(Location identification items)
━━━━━━━━━━━━━━━━

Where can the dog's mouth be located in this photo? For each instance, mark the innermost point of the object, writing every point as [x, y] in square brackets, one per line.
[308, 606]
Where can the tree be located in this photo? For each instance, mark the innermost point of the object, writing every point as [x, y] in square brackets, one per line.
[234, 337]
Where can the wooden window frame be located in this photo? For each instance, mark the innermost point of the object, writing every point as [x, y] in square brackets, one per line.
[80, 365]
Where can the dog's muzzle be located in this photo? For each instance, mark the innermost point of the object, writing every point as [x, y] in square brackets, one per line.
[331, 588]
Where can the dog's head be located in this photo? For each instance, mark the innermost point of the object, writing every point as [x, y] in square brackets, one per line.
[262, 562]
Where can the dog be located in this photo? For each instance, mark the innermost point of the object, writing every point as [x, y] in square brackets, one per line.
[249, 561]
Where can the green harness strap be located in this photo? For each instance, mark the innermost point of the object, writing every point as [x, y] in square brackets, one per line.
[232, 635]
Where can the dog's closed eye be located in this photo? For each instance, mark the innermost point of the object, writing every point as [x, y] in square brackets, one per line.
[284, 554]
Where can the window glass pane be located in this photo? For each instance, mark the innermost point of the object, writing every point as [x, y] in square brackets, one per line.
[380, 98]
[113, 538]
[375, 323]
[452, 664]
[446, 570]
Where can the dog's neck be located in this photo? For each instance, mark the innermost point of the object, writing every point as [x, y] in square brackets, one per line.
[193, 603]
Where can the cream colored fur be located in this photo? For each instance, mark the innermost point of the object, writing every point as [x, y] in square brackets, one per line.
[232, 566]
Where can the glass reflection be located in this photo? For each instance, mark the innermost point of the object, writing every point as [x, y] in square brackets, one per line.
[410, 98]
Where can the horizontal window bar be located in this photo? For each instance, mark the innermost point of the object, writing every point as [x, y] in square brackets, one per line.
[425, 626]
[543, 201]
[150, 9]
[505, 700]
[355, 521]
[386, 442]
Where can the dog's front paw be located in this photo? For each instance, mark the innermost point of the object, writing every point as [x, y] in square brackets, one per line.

━━━━━━━━━━━━━━━━

▶ **Work to do**
Can you return every line of the listing above word for word, with nothing altered or left out?

▶ **Complete response**
Where can the dog's mouth be located in this photo? For each instance, mark the innermost point of the object, writing every point as [x, y] in square brackets, one per line.
[308, 606]
Where can the tree be located in this photo? For each instance, mark the innermost point of the object, writing every point as [x, y] in square brackets, one per line.
[234, 337]
Where can the wooden window frame be located in this photo? For each instance, mark the innermost point of the object, writing every point as [x, y] in square brackets, one per line.
[80, 365]
Where can the dog's muzzle be located in this photo? For each instance, mark the innermost point of the object, writing every point as [x, y] in square brackets, one per line.
[331, 588]
Where can the dog's head be located in this photo? For each instance, mark the innermost point of the object, writing every point as [x, y] in square brackets, one per line.
[262, 562]
Where can the dog be located in this photo? For each instance, mark the innermost point of the object, writing every point as [x, y] in square brackets, one per line.
[249, 561]
Where can the green harness strap be located in this photo? For each instance, mark the innermost point of the object, writing every point as [x, y] in square brackets, one per line.
[232, 635]
Where can the dog's closed eye be located in this photo? For each instance, mark the innermost point of the object, writing every point as [x, y] in square brackets, one per line.
[284, 554]
Where can the window glass pane be located in this photo? For each instance, mark the innermost point of the object, writing every point as [x, y] in square brackets, one per line.
[380, 98]
[113, 538]
[375, 323]
[452, 664]
[446, 570]
Where can the dog's neck be located in this photo? For each instance, mark the innermost point of the object, writing every point as [x, y] in square brackets, one per line.
[193, 603]
Where can the cream colored fur be located in this photo? For each instance, mark the innermost point of the object, writing every point as [x, y] in square brackets, one per line.
[232, 566]
Where can the glass reflection be located in this photo? For each instance, mark the innermost point of the object, writing every point as [x, y] in square brackets, one per line.
[410, 98]
Where can the horizontal window bar be located in this photo? For each instance, mark the innermost point of the object, writing every point as [x, y] in square brackets, one per line.
[425, 626]
[543, 201]
[150, 9]
[505, 700]
[355, 521]
[386, 442]
Where can the dog's front paw be located in this photo? For each instance, mark the innermost point of the object, writing every point as [x, y] in square brackets, one per line.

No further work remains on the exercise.